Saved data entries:
+++

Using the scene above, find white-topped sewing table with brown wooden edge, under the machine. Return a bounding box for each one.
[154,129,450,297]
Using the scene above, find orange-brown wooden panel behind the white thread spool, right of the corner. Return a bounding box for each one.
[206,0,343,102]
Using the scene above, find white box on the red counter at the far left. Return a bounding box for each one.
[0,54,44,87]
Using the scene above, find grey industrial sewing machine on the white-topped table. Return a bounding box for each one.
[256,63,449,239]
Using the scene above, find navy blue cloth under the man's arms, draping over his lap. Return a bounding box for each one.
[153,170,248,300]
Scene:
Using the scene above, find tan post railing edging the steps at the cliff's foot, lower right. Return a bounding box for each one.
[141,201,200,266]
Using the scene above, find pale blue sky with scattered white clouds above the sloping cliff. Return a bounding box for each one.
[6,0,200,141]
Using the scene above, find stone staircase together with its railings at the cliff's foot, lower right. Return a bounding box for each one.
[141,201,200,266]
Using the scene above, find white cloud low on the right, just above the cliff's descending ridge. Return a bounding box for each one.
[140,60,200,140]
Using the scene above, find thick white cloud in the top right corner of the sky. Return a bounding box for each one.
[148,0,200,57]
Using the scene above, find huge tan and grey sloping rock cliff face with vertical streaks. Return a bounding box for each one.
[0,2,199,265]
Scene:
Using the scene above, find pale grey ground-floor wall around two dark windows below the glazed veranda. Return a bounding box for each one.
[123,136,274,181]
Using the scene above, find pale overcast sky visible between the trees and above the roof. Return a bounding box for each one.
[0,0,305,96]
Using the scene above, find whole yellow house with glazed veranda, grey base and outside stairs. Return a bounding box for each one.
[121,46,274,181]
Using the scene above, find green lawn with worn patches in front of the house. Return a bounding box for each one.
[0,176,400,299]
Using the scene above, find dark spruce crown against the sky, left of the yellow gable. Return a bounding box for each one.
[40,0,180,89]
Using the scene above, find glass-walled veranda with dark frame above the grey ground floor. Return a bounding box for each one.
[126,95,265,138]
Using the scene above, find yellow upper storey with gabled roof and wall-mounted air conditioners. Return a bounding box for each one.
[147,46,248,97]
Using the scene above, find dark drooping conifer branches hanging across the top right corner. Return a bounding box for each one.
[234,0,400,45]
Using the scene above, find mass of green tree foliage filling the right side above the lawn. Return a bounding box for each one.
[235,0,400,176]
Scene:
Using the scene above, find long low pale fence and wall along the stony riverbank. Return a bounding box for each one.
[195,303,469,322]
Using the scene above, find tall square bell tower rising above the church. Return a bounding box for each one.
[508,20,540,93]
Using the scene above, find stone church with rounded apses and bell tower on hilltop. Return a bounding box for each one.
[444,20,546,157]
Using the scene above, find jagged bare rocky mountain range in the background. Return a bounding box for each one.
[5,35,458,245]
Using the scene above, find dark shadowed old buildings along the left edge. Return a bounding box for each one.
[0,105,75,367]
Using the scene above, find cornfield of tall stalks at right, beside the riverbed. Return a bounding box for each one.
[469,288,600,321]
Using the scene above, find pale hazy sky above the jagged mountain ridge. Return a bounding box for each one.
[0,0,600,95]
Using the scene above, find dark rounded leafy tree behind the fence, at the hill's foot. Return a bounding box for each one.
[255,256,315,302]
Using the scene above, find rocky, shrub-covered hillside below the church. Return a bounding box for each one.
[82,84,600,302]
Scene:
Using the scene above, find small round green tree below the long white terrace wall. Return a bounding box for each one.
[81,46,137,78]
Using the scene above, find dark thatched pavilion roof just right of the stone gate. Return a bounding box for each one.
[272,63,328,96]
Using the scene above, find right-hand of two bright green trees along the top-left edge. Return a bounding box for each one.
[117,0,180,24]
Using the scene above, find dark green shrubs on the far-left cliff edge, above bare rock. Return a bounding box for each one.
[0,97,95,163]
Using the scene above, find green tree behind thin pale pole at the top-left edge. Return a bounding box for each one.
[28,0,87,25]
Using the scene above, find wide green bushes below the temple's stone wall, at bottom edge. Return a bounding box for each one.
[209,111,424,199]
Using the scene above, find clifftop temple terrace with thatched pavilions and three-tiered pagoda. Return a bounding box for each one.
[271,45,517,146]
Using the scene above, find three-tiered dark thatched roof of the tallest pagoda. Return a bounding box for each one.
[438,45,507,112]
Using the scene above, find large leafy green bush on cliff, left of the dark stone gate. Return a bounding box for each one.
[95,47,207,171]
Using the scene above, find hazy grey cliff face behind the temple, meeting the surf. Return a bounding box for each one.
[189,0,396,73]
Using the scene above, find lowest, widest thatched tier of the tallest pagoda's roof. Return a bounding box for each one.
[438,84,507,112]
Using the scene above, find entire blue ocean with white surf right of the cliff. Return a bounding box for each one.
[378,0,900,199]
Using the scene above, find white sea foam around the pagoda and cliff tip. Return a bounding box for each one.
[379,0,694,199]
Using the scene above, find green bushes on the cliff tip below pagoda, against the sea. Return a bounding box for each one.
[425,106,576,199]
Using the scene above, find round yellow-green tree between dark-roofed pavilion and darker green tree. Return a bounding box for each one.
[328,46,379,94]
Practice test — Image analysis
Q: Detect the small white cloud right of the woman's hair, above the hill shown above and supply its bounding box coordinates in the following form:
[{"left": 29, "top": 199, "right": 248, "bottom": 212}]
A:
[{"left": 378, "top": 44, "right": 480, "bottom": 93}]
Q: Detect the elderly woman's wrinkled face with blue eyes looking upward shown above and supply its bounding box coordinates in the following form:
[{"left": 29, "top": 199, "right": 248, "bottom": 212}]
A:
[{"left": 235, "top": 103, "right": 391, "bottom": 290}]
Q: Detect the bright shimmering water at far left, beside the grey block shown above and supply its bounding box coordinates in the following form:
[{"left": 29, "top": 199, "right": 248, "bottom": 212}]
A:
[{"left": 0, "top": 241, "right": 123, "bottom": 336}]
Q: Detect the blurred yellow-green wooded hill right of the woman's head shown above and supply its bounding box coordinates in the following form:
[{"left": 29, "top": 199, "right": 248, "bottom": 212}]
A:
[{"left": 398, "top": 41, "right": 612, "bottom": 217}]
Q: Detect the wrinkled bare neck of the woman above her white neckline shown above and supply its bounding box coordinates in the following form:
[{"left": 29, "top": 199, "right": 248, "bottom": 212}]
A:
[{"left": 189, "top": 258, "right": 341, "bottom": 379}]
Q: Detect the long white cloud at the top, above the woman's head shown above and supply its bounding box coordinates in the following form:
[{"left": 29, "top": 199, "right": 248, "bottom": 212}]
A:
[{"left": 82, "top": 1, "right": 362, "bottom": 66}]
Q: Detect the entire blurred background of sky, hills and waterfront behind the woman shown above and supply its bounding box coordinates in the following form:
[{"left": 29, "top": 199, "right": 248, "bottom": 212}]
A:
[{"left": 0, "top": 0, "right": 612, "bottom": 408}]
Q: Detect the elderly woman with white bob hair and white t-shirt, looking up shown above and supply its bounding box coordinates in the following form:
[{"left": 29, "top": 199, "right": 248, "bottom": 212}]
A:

+++

AIM OF THE TASK:
Set the data down again in full, exactly as given.

REPLY:
Using the scene above, find white-topped sewing table with brown wooden edge, under the machine. Return a bounding box for each one.
[154,129,450,297]
Using the scene above, find orange-brown wooden panel behind the white thread spool, right of the corner. Return a bounding box for each one.
[206,0,343,102]
Using the scene above, find white box on the red counter at the far left. Return a bounding box for each one.
[0,54,44,87]
Using the scene above, find grey industrial sewing machine on the white-topped table. Return a bounding box for each one.
[256,63,449,239]
Using the scene above, find navy blue cloth under the man's arms, draping over his lap. Return a bounding box for each one.
[153,170,248,300]
Scene:
Using the scene above, find tan post railing edging the steps at the cliff's foot, lower right. Return a bounding box for each one.
[141,201,200,266]
Using the scene above, find pale blue sky with scattered white clouds above the sloping cliff. Return a bounding box for each one.
[6,0,200,141]
Using the scene above, find stone staircase together with its railings at the cliff's foot, lower right. Return a bounding box for each one.
[141,201,200,266]
Using the scene above, find white cloud low on the right, just above the cliff's descending ridge. Return a bounding box for each one.
[140,60,200,140]
Using the scene above, find thick white cloud in the top right corner of the sky. Return a bounding box for each one.
[148,0,200,57]
Using the scene above, find huge tan and grey sloping rock cliff face with vertical streaks. Return a bounding box for each one.
[0,2,199,265]
Scene:
Using the scene above, find pale grey ground-floor wall around two dark windows below the glazed veranda. Return a bounding box for each one.
[123,136,274,181]
Using the scene above, find pale overcast sky visible between the trees and above the roof. Return a bounding box for each one.
[0,0,305,96]
Using the scene above, find whole yellow house with glazed veranda, grey base and outside stairs. Return a bounding box for each one.
[121,46,274,181]
Using the scene above, find green lawn with worn patches in front of the house. Return a bounding box for each one.
[0,176,400,299]
Using the scene above, find dark spruce crown against the sky, left of the yellow gable. Return a bounding box for each one.
[40,0,180,89]
Using the scene above, find glass-walled veranda with dark frame above the grey ground floor. Return a bounding box for each one.
[126,95,265,138]
Using the scene above, find yellow upper storey with gabled roof and wall-mounted air conditioners. Return a bounding box for each one.
[147,46,248,97]
Using the scene above, find dark drooping conifer branches hanging across the top right corner. Return a bounding box for each one.
[234,0,400,45]
Using the scene above, find mass of green tree foliage filling the right side above the lawn. Return a bounding box for each one.
[235,0,400,176]
Scene:
Using the scene above, find long low pale fence and wall along the stony riverbank. Return a bounding box for each one.
[195,303,469,322]
Using the scene above, find tall square bell tower rising above the church. Return a bounding box for each one.
[508,20,540,93]
Using the scene above, find stone church with rounded apses and bell tower on hilltop. Return a bounding box for each one.
[444,20,546,157]
Using the scene above, find jagged bare rocky mountain range in the background. Return a bounding box for each one.
[5,35,458,245]
Using the scene above, find dark shadowed old buildings along the left edge. Return a bounding box for each one.
[0,105,75,367]
Using the scene above, find cornfield of tall stalks at right, beside the riverbed. Return a bounding box for each one.
[469,288,600,321]
Using the scene above, find pale hazy sky above the jagged mountain ridge. Return a bounding box for each one.
[0,0,600,95]
Using the scene above, find dark rounded leafy tree behind the fence, at the hill's foot. Return a bounding box for each one.
[255,256,315,302]
Using the scene above, find rocky, shrub-covered hillside below the church. Return a bounding box for each one.
[82,84,600,302]
Scene:
Using the scene above, find small round green tree below the long white terrace wall. Return a bounding box for each one.
[81,46,137,78]
Using the scene above, find dark thatched pavilion roof just right of the stone gate. Return a bounding box for each one.
[272,63,328,96]
Using the scene above, find right-hand of two bright green trees along the top-left edge. Return a bounding box for each one.
[117,0,180,24]
Using the scene above, find dark green shrubs on the far-left cliff edge, above bare rock. Return a bounding box for each one.
[0,97,95,163]
Using the scene above, find green tree behind thin pale pole at the top-left edge. Return a bounding box for each one.
[28,0,87,25]
Using the scene above, find wide green bushes below the temple's stone wall, at bottom edge. Return a bounding box for each one.
[209,111,424,199]
Using the scene above, find clifftop temple terrace with thatched pavilions and three-tiered pagoda. Return a bounding box for each one.
[271,45,517,146]
Using the scene above, find three-tiered dark thatched roof of the tallest pagoda. Return a bounding box for each one.
[438,45,507,112]
Using the scene above, find large leafy green bush on cliff, left of the dark stone gate. Return a bounding box for each one.
[95,47,207,171]
Using the scene above, find hazy grey cliff face behind the temple, meeting the surf. Return a bounding box for each one.
[189,0,396,73]
Using the scene above, find lowest, widest thatched tier of the tallest pagoda's roof. Return a bounding box for each one.
[438,84,507,112]
Using the scene above, find entire blue ocean with white surf right of the cliff. Return a bounding box for each one.
[378,0,900,199]
Using the scene above, find white sea foam around the pagoda and cliff tip. Return a bounding box for each one.
[379,0,694,199]
Using the scene above, find green bushes on the cliff tip below pagoda, against the sea. Return a bounding box for each one.
[425,106,576,199]
Using the scene above, find round yellow-green tree between dark-roofed pavilion and darker green tree. Return a bounding box for each one.
[328,46,379,94]
Practice test — Image analysis
Q: Detect the small white cloud right of the woman's hair, above the hill shown above and supply its bounding box coordinates in the following form:
[{"left": 29, "top": 199, "right": 248, "bottom": 212}]
A:
[{"left": 378, "top": 44, "right": 480, "bottom": 93}]
Q: Detect the elderly woman's wrinkled face with blue eyes looking upward shown above and supply its bounding box coordinates in the following form:
[{"left": 29, "top": 199, "right": 248, "bottom": 212}]
A:
[{"left": 235, "top": 103, "right": 391, "bottom": 290}]
Q: Detect the bright shimmering water at far left, beside the grey block shown above and supply its bounding box coordinates in the following form:
[{"left": 29, "top": 199, "right": 248, "bottom": 212}]
A:
[{"left": 0, "top": 241, "right": 123, "bottom": 336}]
Q: Detect the blurred yellow-green wooded hill right of the woman's head shown above and supply its bounding box coordinates in the following form:
[{"left": 29, "top": 199, "right": 248, "bottom": 212}]
A:
[{"left": 398, "top": 41, "right": 612, "bottom": 217}]
Q: Detect the wrinkled bare neck of the woman above her white neckline shown above and supply its bounding box coordinates in the following form:
[{"left": 29, "top": 199, "right": 248, "bottom": 212}]
A:
[{"left": 189, "top": 258, "right": 341, "bottom": 379}]
Q: Detect the long white cloud at the top, above the woman's head shown above and supply its bounding box coordinates in the following form:
[{"left": 29, "top": 199, "right": 248, "bottom": 212}]
A:
[{"left": 82, "top": 1, "right": 362, "bottom": 66}]
Q: Detect the entire blurred background of sky, hills and waterfront behind the woman shown above and supply its bounding box coordinates in the following form:
[{"left": 29, "top": 199, "right": 248, "bottom": 212}]
A:
[{"left": 0, "top": 0, "right": 612, "bottom": 408}]
Q: Detect the elderly woman with white bob hair and white t-shirt, looking up shown above and supply its bounding box coordinates in the following form:
[{"left": 29, "top": 199, "right": 248, "bottom": 212}]
A:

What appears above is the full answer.